- _Data shown_
________________________________________
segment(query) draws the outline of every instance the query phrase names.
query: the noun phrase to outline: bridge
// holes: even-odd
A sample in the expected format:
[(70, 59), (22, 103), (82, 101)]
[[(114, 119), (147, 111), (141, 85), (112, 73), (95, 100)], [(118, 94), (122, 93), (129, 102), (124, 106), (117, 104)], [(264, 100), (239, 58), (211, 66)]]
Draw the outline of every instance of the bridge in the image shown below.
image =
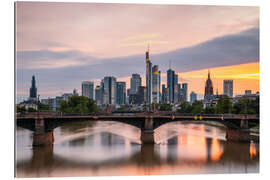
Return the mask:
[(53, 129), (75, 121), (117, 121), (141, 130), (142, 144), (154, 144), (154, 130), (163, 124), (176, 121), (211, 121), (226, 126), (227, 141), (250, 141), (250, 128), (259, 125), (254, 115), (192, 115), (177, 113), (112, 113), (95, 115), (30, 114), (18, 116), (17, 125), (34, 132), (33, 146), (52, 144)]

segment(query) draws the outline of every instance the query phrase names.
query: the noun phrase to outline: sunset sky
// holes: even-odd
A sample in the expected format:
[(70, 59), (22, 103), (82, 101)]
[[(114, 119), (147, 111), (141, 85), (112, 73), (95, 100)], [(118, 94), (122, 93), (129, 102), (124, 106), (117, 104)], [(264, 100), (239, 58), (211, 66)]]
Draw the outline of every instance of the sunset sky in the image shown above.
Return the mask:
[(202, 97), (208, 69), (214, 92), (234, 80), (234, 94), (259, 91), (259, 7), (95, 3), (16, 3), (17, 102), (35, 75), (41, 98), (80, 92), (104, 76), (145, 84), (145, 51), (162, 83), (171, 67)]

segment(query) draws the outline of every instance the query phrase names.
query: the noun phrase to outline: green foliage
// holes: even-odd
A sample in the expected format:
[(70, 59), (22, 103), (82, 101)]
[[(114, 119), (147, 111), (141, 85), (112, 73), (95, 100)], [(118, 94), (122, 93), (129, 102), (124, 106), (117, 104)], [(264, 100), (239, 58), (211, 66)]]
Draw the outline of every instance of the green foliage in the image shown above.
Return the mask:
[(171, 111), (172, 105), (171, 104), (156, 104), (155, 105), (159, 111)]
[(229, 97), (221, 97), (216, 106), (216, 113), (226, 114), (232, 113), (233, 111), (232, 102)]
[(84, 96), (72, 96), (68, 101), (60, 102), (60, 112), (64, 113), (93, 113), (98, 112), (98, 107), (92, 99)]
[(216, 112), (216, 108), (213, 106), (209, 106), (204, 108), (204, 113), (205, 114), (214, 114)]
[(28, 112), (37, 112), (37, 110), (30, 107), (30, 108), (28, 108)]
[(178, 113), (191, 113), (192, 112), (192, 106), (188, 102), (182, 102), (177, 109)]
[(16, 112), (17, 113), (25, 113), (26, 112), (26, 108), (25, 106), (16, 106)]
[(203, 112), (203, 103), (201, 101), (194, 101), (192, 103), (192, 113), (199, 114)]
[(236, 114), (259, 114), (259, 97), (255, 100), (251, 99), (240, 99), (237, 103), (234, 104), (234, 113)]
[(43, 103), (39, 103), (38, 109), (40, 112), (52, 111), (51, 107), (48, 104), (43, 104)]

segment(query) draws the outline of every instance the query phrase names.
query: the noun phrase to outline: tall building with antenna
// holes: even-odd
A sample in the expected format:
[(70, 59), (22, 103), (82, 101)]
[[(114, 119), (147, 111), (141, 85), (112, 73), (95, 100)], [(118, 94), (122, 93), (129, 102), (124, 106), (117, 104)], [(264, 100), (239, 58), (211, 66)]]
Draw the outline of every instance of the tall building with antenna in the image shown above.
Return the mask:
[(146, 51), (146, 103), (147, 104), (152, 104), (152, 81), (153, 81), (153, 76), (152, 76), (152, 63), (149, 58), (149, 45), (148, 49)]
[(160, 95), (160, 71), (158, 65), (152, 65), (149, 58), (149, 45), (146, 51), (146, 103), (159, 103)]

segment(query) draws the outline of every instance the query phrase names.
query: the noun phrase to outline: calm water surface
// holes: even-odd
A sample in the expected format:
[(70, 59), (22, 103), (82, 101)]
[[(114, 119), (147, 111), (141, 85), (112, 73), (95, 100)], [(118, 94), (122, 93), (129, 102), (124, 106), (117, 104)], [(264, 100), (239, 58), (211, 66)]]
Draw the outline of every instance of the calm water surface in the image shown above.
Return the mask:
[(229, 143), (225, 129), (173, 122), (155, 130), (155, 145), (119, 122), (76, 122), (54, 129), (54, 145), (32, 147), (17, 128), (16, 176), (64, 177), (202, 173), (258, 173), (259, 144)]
________________________________________
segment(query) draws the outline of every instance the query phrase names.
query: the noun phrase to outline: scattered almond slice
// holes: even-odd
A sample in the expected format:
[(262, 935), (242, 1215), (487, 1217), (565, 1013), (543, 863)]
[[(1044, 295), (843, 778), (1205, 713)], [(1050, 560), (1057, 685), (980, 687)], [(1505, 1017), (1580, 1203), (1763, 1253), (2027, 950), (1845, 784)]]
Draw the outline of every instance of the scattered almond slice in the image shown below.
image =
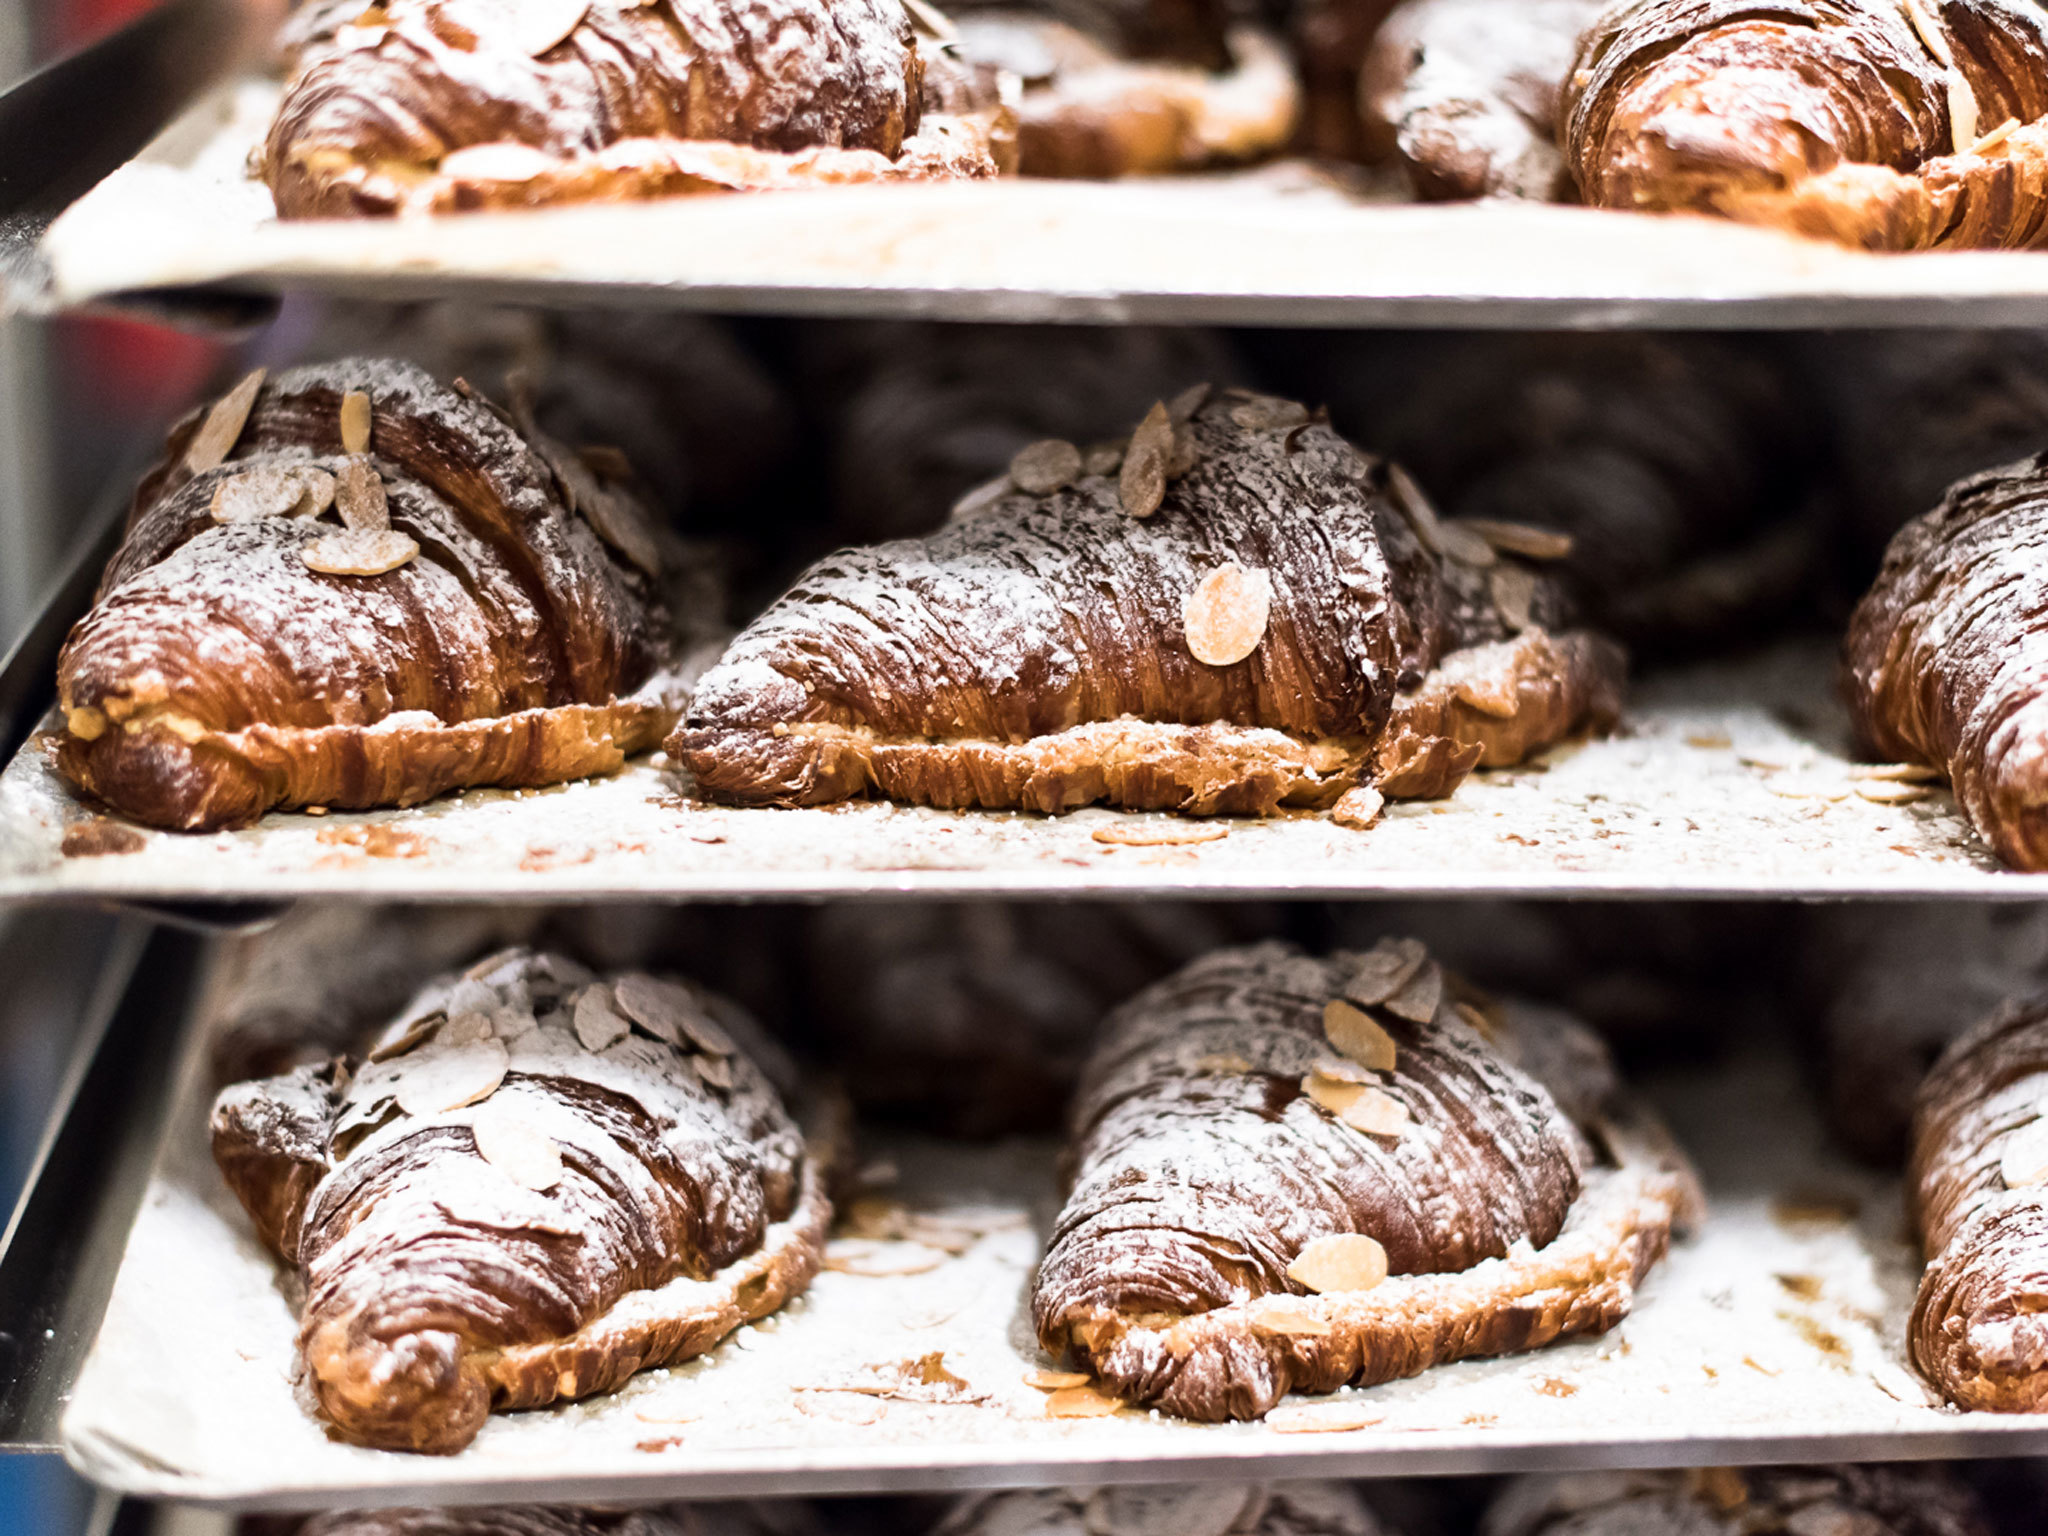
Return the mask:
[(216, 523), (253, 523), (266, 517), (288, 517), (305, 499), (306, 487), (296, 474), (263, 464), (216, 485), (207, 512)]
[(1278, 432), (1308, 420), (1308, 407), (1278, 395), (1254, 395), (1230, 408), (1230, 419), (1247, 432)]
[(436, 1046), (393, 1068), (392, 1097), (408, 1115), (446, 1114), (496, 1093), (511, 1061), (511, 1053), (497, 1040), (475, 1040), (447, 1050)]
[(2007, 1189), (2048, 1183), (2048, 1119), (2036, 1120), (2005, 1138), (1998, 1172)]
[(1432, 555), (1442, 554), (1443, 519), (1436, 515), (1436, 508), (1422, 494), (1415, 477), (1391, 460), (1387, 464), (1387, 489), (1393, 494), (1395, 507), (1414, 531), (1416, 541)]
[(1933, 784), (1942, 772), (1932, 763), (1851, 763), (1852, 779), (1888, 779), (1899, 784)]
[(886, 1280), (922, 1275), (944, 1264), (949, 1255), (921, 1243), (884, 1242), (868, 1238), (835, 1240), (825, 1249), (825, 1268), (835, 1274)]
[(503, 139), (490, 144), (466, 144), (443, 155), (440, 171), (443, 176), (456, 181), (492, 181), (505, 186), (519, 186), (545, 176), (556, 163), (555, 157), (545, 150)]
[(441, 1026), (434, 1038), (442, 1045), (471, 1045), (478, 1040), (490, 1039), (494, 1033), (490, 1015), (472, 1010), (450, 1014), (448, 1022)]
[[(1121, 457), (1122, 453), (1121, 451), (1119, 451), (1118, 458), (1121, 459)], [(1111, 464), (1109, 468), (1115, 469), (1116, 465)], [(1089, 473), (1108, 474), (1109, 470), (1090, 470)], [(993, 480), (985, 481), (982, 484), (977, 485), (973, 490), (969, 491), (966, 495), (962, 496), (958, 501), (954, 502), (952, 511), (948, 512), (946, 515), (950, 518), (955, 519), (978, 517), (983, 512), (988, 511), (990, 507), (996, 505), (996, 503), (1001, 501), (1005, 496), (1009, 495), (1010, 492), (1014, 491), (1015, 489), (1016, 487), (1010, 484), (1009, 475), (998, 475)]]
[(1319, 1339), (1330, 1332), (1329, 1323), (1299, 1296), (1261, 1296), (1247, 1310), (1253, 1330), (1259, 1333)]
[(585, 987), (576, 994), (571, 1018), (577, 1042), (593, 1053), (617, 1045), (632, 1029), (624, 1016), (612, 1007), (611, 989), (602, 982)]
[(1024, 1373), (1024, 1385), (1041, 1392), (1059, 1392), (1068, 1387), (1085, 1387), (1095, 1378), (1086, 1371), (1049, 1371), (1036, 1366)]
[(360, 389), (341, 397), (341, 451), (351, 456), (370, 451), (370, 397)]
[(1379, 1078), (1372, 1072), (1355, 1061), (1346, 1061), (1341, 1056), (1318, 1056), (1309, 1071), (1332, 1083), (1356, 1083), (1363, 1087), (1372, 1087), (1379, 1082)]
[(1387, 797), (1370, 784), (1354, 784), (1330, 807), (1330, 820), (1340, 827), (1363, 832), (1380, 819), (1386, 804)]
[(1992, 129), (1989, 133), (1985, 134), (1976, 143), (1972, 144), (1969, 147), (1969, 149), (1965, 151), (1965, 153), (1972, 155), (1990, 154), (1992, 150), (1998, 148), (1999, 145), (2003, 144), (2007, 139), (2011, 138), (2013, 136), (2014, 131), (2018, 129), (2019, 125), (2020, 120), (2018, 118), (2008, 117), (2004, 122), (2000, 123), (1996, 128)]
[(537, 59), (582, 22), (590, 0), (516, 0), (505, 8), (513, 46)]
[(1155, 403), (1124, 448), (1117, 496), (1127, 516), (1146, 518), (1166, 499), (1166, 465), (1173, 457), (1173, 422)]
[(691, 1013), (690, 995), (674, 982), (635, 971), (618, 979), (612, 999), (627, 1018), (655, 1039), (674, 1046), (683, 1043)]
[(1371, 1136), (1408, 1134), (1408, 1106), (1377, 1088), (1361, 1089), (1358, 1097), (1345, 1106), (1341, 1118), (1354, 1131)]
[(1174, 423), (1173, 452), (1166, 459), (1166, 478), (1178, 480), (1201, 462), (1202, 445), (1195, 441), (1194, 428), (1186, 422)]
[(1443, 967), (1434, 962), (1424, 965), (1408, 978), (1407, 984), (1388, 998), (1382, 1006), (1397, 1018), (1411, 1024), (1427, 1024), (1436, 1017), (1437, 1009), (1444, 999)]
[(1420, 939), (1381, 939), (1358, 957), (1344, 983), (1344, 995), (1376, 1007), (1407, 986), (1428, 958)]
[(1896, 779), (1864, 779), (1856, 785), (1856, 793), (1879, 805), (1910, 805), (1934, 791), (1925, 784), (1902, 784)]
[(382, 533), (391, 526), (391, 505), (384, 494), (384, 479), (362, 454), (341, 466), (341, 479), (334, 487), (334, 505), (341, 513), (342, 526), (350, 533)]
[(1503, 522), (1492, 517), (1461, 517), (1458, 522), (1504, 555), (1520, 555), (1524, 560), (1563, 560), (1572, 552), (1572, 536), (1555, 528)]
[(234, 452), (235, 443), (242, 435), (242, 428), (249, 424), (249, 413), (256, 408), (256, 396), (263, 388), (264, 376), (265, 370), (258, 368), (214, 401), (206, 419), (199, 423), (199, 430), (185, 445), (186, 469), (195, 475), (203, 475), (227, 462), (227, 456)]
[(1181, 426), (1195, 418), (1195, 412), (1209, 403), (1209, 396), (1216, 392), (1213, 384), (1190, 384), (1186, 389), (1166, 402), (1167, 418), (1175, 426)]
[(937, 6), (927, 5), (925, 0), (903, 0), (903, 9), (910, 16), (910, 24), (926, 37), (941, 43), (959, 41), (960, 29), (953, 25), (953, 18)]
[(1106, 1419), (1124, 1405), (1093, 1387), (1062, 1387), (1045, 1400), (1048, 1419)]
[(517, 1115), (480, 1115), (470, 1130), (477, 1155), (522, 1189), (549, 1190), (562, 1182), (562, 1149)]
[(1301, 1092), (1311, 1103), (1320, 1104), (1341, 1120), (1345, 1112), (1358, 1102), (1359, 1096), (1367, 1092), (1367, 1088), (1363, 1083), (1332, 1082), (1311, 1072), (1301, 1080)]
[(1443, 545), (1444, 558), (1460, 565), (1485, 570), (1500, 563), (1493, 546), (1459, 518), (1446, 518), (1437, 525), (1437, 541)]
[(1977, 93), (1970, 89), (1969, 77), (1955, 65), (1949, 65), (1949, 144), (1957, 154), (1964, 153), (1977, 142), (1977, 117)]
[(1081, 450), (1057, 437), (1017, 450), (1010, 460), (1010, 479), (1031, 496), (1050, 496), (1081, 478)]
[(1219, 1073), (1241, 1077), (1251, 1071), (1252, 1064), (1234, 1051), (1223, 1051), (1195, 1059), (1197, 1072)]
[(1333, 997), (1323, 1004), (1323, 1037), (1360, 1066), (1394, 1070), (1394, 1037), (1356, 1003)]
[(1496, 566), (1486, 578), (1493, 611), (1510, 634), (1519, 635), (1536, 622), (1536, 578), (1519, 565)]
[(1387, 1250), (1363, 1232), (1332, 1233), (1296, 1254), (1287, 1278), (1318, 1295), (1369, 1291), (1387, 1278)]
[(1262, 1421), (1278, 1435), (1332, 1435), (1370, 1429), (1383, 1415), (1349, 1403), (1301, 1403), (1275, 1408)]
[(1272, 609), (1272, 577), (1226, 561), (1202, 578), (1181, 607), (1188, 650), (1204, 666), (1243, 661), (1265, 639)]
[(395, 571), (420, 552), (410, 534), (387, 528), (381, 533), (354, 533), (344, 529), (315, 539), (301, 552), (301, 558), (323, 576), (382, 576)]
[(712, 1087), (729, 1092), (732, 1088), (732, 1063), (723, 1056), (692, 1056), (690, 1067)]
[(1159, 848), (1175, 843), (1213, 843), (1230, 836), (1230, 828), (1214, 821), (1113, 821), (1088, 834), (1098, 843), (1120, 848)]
________________________________________
- _Assignment_
How many of the lines above include the word "noun"? Give that number without comment.

- _Written response_
6